Collection entries:
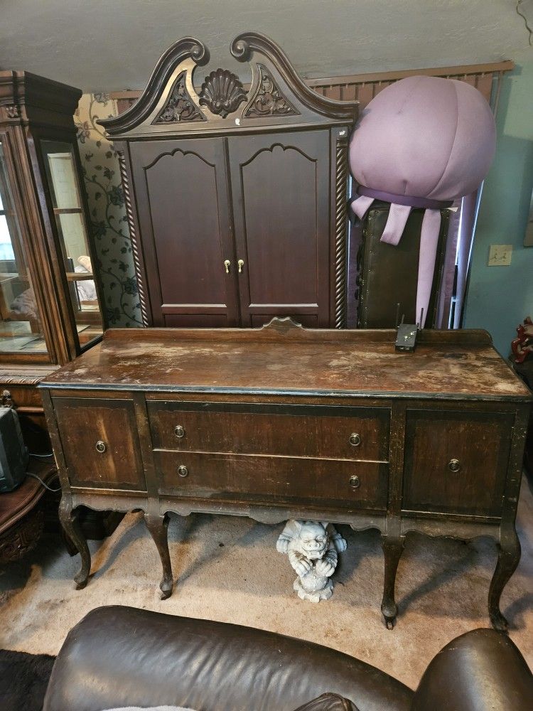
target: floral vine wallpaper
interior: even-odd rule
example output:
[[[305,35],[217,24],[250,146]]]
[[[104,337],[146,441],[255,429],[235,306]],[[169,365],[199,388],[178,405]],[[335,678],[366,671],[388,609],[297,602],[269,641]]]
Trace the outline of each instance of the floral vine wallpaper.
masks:
[[[74,117],[89,202],[90,227],[104,292],[106,326],[141,326],[131,244],[119,159],[97,119],[117,115],[108,95],[84,94]]]

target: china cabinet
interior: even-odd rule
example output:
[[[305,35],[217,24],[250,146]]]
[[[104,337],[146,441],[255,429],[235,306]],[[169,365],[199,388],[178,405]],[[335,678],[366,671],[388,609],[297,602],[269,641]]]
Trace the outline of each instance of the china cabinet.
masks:
[[[217,69],[196,87],[209,53],[185,38],[128,111],[99,122],[121,161],[143,324],[289,315],[343,328],[357,102],[309,89],[263,35],[239,35],[231,52],[249,86]]]
[[[81,92],[0,72],[0,387],[49,449],[36,385],[102,336],[73,114]]]

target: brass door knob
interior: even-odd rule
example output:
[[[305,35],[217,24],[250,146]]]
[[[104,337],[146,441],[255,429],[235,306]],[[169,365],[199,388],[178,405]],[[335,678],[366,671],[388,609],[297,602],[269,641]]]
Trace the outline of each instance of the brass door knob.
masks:
[[[359,447],[361,444],[361,435],[357,432],[352,432],[350,435],[350,444],[352,447]]]

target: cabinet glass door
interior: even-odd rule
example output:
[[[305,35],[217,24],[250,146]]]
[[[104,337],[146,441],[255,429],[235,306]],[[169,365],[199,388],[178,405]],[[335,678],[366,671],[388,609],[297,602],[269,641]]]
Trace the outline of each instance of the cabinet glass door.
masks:
[[[0,141],[0,353],[46,353]]]
[[[72,146],[43,141],[41,147],[76,330],[83,348],[102,334],[102,325]]]

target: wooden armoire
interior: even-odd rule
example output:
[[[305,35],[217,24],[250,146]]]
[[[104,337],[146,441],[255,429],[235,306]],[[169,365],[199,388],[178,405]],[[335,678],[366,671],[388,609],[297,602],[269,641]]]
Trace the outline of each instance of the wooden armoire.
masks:
[[[185,38],[138,101],[102,120],[122,171],[143,322],[345,326],[348,141],[356,102],[309,89],[282,50],[246,33],[244,85]]]

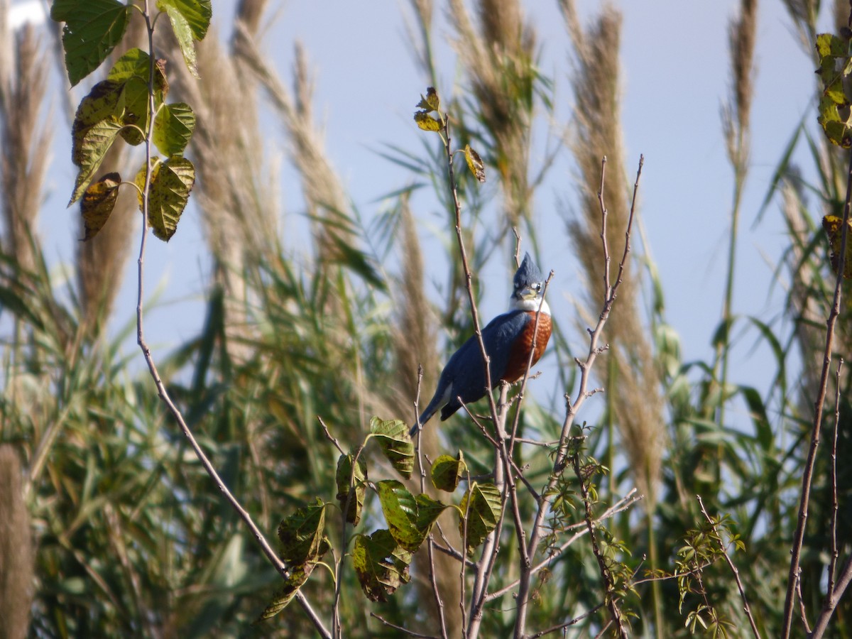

EXERCISE OBJECTIVE: Lay out every line of the listing above as a JSON list of strings, one string per line, skipping blank lines. Leave the pictures out.

WRITTEN SOLUTION:
[
  "target: floral vine wallpaper",
  "interior: even-odd rule",
  "example output:",
  "[[[305,35],[217,24],[250,146]]]",
  "[[[104,337],[146,441],[255,429],[235,306]],[[169,365],[199,388],[178,405]],[[335,678],[366,671],[388,609],[297,602],[269,641]]]",
  "Trace the outline of each instance of the floral vine wallpaper.",
  "masks:",
  "[[[74,117],[89,202],[90,227],[104,292],[106,326],[141,326],[131,244],[119,159],[97,119],[117,115],[108,95],[84,94]]]",
  "target: china cabinet",
  "interior: even-odd rule",
  "example output:",
  "[[[305,35],[217,24],[250,146]]]",
  "[[[104,337],[146,441],[255,429],[235,306]],[[169,365],[199,388],[178,405]],[[335,678],[366,671],[388,609],[297,602],[269,641]]]",
  "Trace the outline of each instance of the china cabinet.",
  "masks:",
  "[[[217,69],[196,87],[209,53],[185,38],[128,111],[99,122],[121,161],[143,324],[289,315],[343,328],[357,102],[309,89],[263,35],[239,35],[231,52],[249,86]]]",
  "[[[81,92],[0,72],[0,387],[49,449],[36,385],[102,336],[73,114]]]",
  "target: brass door knob",
  "interior: even-odd rule",
  "example output:",
  "[[[305,35],[217,24],[250,146]]]",
  "[[[104,337],[146,441],[255,429],[235,306]],[[169,365],[199,388],[178,405]],[[335,678],[366,671],[388,609],[297,602],[269,641]]]",
  "Trace the outline of each instance of the brass door knob.",
  "masks:",
  "[[[359,447],[361,444],[361,435],[357,432],[352,432],[350,435],[350,444],[352,447]]]",
  "target: cabinet glass door",
  "interior: even-odd rule",
  "example output:",
  "[[[305,35],[217,24],[250,146]]]",
  "[[[104,337],[146,441],[255,429],[235,306]],[[169,365],[199,388],[178,405]],[[335,678],[366,671],[388,609],[297,602],[269,641]]]",
  "Trace the outline of each instance of the cabinet glass door.",
  "masks:",
  "[[[0,141],[0,353],[46,353]]]",
  "[[[72,146],[43,141],[41,147],[76,330],[83,348],[102,334],[102,325]]]",
  "target: wooden armoire",
  "interior: even-odd rule",
  "example output:",
  "[[[305,35],[217,24],[250,146]]]",
  "[[[104,337],[146,441],[255,429],[235,306]],[[169,365],[199,388],[178,405]],[[335,678],[366,671],[388,609],[297,602],[269,641]]]",
  "Trace the outline of each instance of the wooden armoire.",
  "masks:",
  "[[[185,38],[138,101],[102,120],[122,171],[143,322],[345,326],[348,141],[356,102],[309,89],[282,50],[246,33],[244,85]]]"
]